▶ _PROBLEMS AND TASKS_:
1 - In the book review, condense the paragraph beginning "I greatly enjoyed the characters" into a short bulleted list that keeps its main facts.
2 - Reproduce word for word everything in the book review from "Something Wicked by" down to "books we read.".

Something Wicked by David Housewright was probably the best book we have read so far in the Book Club.

It’s a murder mystery with humor and personality. It wasn’t as dark and depressing as some of the previous books we read.

This book began with a plea, from his wife’s friend, to investigate her grandmother’s death and that is quickly wrapped up in the beginning of the book. Then it becomes a fight among the grandmother’s children if they are going to keep their historic resort home and allow this granddaughter to continue run it. Then a murder happens. All of this takes place just after the height of the pandemic and the George Floyd incident.

I greatly enjoyed the characters and the main character, Rushmore McKenzie, the private investigator called in by the granddaughter. This took place in a fictional Minnesota town of Redding on historic lake front property. Other than hearing about the pandemic, I don’t have anything negative to say about this book. I later learned this is part of a series, and I aim to read the series. But you can still read this book on its own, like we did, and not have to read the whole series.

My favorite character in the book is Barb, the reporter, go figure. The way they described her and how she covers the issues in the book, is almost identical to what I do, as well as the relationship she has with city officials and law enforcement. And there was a page that greatly caught my attention:

“I thought small town newspapers were in trouble,” said McKenzie.

“As long as there are readers interested in what’s going on in their communities, I believe newspapers will be around...” said Barb.

“Still, advertising revenue must be down.”

“Redding is more fortunate than most towns in that we not only have the hospital” we also have several small manufacturing companies and other small businesses that support the community. ‘Course, when COVID first hit, most of our retail advertising was pulled, which really hurt our cash flow. Now that things are loosening up a bit, we’re getting some of that money back. Legal and public notices have helped, too; legal ads that must be placed by local government according to law.

(Source records)
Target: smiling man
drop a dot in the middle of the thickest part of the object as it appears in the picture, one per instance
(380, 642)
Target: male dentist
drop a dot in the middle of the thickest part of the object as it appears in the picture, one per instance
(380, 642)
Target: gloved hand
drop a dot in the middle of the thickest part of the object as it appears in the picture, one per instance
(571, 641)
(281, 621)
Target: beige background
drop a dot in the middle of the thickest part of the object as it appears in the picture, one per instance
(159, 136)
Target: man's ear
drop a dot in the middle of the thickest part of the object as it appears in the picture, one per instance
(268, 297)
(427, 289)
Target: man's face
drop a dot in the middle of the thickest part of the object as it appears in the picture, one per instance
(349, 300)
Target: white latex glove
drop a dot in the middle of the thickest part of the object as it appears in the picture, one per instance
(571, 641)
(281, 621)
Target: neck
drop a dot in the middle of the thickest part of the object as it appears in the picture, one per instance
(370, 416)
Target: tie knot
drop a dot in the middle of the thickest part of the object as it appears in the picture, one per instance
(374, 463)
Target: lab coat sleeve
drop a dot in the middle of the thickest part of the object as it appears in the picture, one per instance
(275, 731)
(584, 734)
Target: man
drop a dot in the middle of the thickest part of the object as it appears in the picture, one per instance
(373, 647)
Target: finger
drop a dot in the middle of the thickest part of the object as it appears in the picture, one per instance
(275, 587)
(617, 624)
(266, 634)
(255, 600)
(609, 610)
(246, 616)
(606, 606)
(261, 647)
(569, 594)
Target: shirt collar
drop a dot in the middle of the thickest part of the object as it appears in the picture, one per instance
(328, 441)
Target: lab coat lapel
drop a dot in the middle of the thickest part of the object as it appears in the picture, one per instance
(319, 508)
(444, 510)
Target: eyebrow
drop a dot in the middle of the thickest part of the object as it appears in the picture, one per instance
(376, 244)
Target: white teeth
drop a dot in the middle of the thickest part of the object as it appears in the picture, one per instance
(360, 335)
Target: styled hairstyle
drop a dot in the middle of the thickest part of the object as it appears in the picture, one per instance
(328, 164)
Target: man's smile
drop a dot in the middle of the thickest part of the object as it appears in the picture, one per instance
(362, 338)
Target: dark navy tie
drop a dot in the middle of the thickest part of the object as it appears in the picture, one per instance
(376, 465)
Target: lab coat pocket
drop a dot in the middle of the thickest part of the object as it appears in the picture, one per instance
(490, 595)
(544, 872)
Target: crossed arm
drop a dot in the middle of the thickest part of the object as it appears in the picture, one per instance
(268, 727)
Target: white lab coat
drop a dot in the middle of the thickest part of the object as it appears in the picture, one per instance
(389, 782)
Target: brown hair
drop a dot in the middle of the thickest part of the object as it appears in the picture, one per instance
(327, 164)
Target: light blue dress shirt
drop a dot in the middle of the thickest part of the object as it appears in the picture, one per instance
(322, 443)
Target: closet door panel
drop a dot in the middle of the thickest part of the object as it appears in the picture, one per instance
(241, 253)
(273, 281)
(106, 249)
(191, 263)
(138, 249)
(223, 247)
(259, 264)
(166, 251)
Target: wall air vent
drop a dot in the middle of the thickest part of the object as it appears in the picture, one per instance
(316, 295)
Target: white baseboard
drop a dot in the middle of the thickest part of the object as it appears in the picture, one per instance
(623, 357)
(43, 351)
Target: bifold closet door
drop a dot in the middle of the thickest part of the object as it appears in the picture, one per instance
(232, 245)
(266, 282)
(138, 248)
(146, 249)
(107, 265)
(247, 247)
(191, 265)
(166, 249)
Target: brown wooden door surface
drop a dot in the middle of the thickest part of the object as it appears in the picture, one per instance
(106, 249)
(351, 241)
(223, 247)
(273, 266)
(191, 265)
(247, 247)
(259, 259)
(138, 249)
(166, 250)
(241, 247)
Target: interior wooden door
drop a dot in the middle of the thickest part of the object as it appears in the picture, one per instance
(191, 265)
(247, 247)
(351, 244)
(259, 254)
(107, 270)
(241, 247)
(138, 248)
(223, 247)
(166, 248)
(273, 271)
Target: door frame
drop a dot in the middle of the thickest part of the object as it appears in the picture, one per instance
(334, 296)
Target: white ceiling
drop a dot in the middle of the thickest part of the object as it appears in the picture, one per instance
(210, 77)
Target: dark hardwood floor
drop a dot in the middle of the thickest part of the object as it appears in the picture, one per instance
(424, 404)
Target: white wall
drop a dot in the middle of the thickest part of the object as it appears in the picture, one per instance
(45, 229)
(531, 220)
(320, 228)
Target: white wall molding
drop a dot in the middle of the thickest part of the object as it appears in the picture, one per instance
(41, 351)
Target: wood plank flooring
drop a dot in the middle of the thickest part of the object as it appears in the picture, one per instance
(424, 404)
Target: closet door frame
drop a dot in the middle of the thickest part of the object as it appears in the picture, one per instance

==

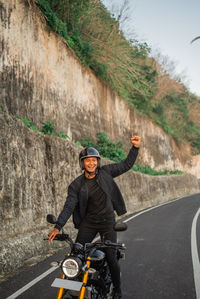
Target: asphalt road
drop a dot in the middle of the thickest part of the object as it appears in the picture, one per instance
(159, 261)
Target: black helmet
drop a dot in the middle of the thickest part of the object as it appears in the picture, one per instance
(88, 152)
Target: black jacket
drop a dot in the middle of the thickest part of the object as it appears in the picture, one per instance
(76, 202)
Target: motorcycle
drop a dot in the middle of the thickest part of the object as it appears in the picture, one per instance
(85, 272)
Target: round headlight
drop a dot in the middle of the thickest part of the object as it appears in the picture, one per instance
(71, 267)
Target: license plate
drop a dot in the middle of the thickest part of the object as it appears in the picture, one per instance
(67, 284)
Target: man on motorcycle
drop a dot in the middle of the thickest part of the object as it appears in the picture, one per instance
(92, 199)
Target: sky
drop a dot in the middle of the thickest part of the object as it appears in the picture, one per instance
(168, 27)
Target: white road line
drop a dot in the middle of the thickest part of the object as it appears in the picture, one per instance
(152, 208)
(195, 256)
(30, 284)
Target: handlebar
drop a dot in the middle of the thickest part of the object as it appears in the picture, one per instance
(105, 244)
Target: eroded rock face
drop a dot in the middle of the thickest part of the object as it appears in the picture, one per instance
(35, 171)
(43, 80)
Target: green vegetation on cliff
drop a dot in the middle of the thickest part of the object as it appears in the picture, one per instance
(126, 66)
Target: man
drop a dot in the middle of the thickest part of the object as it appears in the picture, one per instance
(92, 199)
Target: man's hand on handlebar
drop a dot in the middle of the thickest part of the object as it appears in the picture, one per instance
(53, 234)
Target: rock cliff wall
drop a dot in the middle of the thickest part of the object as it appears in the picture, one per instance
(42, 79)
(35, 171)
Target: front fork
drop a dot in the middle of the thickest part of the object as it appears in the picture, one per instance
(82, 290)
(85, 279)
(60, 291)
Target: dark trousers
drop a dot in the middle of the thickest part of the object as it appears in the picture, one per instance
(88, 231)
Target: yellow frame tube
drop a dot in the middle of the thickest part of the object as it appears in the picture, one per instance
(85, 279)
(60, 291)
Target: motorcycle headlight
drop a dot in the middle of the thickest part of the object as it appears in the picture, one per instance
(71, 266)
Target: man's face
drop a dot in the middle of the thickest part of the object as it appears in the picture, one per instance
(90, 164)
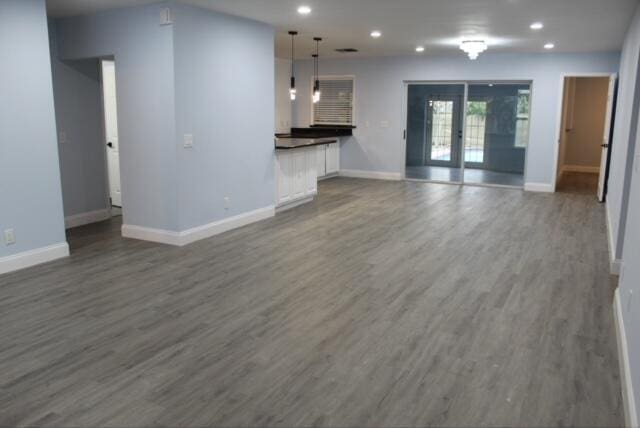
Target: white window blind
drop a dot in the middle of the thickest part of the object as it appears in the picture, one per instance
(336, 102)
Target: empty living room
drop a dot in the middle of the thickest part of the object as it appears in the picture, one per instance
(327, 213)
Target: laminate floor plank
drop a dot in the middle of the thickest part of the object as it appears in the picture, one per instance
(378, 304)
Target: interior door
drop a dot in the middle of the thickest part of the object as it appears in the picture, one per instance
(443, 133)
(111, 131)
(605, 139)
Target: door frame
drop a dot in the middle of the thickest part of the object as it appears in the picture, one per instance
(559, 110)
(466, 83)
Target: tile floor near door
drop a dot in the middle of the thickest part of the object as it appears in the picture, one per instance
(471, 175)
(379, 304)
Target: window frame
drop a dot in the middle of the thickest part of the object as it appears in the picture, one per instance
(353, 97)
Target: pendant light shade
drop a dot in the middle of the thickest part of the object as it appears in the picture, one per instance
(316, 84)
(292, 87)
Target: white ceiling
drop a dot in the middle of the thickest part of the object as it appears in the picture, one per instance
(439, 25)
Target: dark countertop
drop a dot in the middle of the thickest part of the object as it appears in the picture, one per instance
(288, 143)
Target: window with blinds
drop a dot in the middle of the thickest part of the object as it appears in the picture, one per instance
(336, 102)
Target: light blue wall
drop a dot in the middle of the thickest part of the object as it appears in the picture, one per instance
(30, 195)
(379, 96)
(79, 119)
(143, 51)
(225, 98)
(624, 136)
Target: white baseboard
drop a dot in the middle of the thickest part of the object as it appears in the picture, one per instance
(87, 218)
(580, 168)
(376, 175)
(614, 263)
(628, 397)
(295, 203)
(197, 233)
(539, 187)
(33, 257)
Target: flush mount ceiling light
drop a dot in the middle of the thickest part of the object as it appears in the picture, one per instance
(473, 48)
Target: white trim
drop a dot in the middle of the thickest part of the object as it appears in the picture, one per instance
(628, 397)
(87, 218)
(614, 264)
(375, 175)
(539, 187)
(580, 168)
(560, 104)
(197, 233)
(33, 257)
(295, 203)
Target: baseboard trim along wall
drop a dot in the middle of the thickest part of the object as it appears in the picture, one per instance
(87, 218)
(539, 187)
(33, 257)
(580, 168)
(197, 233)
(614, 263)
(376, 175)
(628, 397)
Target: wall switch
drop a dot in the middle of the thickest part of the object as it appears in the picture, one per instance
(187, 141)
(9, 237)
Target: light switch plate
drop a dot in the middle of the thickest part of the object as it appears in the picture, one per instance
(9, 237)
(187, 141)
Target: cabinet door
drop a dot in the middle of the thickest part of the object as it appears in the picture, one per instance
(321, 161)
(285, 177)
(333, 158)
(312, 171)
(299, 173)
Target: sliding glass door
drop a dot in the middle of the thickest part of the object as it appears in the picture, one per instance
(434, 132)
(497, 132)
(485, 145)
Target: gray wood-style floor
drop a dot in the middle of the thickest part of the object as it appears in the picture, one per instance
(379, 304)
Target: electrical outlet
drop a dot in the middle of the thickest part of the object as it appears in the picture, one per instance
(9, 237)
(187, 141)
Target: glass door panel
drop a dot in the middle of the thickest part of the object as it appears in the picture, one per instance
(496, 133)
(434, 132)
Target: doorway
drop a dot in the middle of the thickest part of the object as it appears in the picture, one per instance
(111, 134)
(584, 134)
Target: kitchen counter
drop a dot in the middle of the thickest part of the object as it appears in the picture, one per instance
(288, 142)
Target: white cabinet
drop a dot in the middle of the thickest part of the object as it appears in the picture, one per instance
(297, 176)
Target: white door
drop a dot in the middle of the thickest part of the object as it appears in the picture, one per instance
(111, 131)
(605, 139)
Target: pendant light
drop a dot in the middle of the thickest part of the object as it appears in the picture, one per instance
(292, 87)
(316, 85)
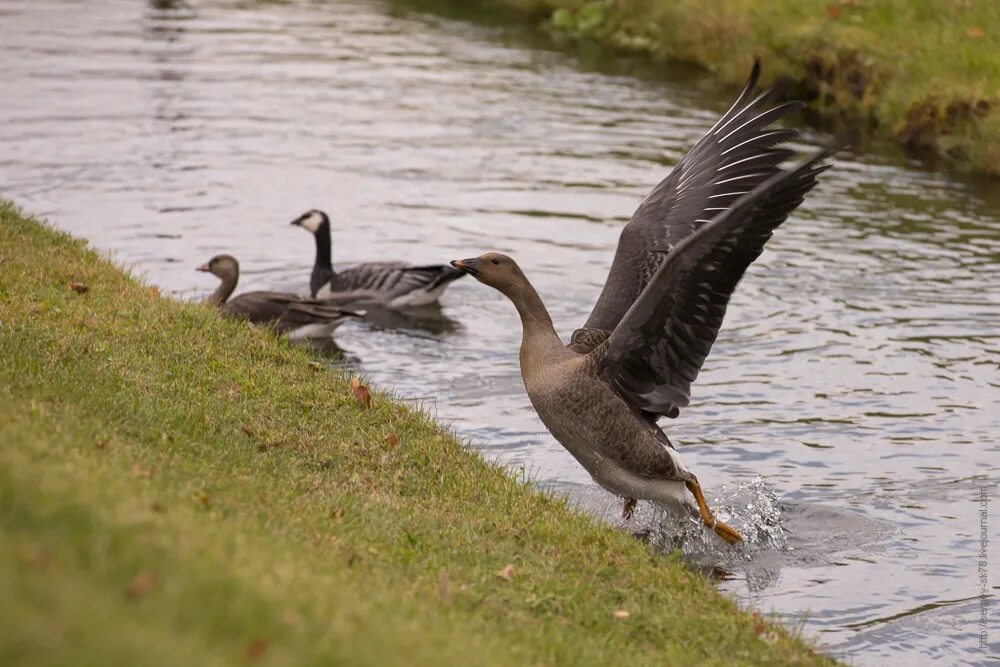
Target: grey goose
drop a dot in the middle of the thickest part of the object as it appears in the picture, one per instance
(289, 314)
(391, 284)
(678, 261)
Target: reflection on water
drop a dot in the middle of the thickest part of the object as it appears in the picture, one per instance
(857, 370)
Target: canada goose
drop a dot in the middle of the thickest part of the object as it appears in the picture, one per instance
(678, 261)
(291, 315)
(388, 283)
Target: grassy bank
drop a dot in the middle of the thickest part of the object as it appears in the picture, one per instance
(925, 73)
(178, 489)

==

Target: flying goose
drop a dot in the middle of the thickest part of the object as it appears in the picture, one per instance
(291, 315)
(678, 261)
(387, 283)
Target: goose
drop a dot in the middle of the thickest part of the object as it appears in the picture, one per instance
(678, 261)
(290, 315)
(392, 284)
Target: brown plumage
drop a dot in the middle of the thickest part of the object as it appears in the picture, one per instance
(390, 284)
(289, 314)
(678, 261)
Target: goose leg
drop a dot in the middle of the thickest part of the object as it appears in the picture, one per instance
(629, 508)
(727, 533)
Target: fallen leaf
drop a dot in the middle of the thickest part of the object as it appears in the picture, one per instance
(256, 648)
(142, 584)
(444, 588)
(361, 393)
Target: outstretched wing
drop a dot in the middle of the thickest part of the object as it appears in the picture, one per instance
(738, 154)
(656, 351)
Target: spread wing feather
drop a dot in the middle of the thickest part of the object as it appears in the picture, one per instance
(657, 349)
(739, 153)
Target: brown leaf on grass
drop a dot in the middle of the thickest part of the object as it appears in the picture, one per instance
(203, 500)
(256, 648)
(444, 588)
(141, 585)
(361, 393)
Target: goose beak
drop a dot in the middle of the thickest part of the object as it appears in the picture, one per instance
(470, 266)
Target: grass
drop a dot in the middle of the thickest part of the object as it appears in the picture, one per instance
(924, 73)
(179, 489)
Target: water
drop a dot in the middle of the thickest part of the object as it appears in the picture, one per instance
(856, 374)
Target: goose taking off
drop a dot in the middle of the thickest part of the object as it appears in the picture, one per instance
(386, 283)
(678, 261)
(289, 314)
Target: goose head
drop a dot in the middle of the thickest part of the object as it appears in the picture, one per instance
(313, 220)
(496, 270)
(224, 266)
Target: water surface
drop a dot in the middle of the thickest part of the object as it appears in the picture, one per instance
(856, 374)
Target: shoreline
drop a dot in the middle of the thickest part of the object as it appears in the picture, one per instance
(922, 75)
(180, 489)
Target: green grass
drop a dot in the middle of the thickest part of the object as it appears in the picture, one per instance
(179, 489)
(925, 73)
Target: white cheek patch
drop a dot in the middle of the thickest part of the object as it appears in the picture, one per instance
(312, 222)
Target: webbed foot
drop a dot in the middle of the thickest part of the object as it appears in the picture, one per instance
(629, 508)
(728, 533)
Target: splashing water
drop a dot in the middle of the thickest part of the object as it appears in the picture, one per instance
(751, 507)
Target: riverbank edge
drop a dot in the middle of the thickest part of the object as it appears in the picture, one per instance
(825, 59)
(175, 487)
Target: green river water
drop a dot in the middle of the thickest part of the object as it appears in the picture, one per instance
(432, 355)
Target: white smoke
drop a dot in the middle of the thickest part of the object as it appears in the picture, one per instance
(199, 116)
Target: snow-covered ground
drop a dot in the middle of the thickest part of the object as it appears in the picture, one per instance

▶ _RESULTS FOR THE EXERCISE_:
1 -
- The writer enjoyed the characters, especially the main character, Rushmore McKenzie, a private investigator called in by the granddaughter.
- The story is set on historic lakefront property in Redding, a fictional Minnesota town.
- The writer's only complaint is hearing about the pandemic.
- The book is part of a series the writer aims to read, but it can be read on its own.

2 -
Something Wicked by David Housewright was probably the best book we have read so far in the Book Club.

It’s a murder mystery with humor and personality. It wasn’t as dark and depressing as some of the previous books we read.